Actions to take:
**1.** Retype the stretch of the OpenVINO export page below from "This repository contains" through "OpenVINO Model Server.".
**2.** According to the OpenVINO export page below, what does the exported directory include?

Selected excerpt:
--*--

Qwen3-4B-Thinking-2507-heretic OpenVINO INT4 for Intel NPU

This repository contains a ready-to-run OpenVINO IR export of heretic-org/Qwen3-4B-Thinking-2507-heretic, prepared for local inference on Intel NPU through OpenVINO Model Server.

It is intended for users who want to skip the local OpenVINO conversion and weight compression steps.

Source model

Source model: heretic-org/Qwen3-4B-Thinking-2507-heretic
Original base model: Qwen/Qwen3-4B-Thinking-2507
Architecture: Qwen3ForCausalLM
Task: text generation
License: Apache-2.0, inherited from the source model metadata

This is not a fine-tune. It is an OpenVINO INT4 runtime export of the source model above.

OpenVINO export

The exported directory includes OpenVINO model IR files, OpenVINO tokenizer and detokenizer files, tokenizer files, chat template, and generation config.

--*--

Records shown:
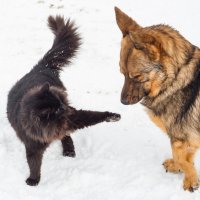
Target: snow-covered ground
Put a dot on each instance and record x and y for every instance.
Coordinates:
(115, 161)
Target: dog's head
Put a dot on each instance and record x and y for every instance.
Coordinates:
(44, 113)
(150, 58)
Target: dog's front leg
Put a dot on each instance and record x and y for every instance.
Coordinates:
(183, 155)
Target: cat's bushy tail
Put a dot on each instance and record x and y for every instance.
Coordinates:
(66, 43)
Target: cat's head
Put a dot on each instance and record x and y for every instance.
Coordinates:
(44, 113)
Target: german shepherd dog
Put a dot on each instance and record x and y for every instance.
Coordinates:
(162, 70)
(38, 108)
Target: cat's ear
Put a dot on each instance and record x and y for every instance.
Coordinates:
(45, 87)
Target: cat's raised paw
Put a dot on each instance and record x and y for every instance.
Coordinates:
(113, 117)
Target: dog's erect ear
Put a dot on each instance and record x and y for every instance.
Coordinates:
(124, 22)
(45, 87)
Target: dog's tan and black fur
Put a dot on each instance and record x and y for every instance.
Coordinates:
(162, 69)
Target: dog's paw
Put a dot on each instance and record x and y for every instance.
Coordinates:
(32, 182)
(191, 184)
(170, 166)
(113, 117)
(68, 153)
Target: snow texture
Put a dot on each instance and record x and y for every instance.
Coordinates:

--*--

The answers:
**1.**
This repository contains a ready-to-run OpenVINO IR export of heretic-org/Qwen3-4B-Thinking-2507-heretic, prepared for local inference on Intel NPU through OpenVINO Model Server.

**2.**
- OpenVINO model IR files
- OpenVINO tokenizer and detokenizer files
- tokenizer files
- chat template
- generation config